> _GIVEN INSTRUCTION A_:
Rewrite all of the records below, keeping their requests, and offset every pixel coordinate in the answers by -148, applying it to both the x and y values. Do not include the pictures.

> _READING PASSAGE_:
──────
National-Scale CAD Crime Classification Using Zero-Shot Embedding Prototypes

In [None]:
import matplotlib.pyplot as plt
import matplotlib.ticker as mticker
import numpy as np
import pandas as pd
import plotly.io as pio
import plotly.express as px
import seaborn as sns
from sentence_transformers import SentenceTransformer
from sklearn.metrics.pairwise import cosine_similarity
import warnings
warnings.filterwarnings("ignore")
pio.renderers.default = "notebook"  # or "notebook", "colab", "browser", etc.
# Make plots look professional
plt.style.use('seaborn-v0_8-whitegrid')
sns.set_palette("husl")
px.defaults.width = 1000
px.defaults.height = 600

# Load your dataset
df_nlp = pd.read_parquet("./data/opd_nlp_dataset.parquet")
df_nlp

In [None]:
embedder = SentenceTransformer("paraphrase-MiniLM-L3-v2") # Best fast embedder (2025 gold standard for police text)
──────
[Lines of data]
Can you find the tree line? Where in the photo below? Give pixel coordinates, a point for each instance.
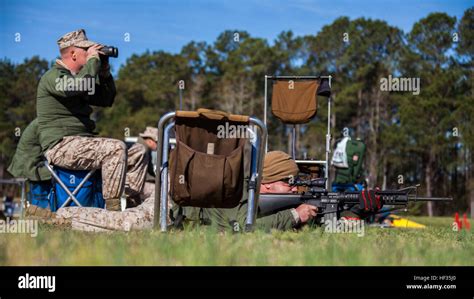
(425, 137)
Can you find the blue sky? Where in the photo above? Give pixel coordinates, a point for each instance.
(168, 25)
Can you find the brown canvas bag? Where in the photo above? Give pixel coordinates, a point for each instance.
(294, 102)
(206, 171)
──────
> _GIVEN INSTRUCTION B_:
Which sentence embedding model does the notebook on CAD crime classification load?

> _FULL OUTPUT A_:
Can you find the tree line? Where in the photo below? Give pixel coordinates, a point for each instance.
(277, -11)
Can you find the blue sky? Where in the photo above? Give pixel coordinates, a point for each instance.
(20, -123)
Can you find the brown canvas bag? Where in the photo above? Give pixel coordinates, a point for each instance.
(146, -46)
(58, 23)

> _FULL OUTPUT B_:
paraphrase-MiniLM-L3-v2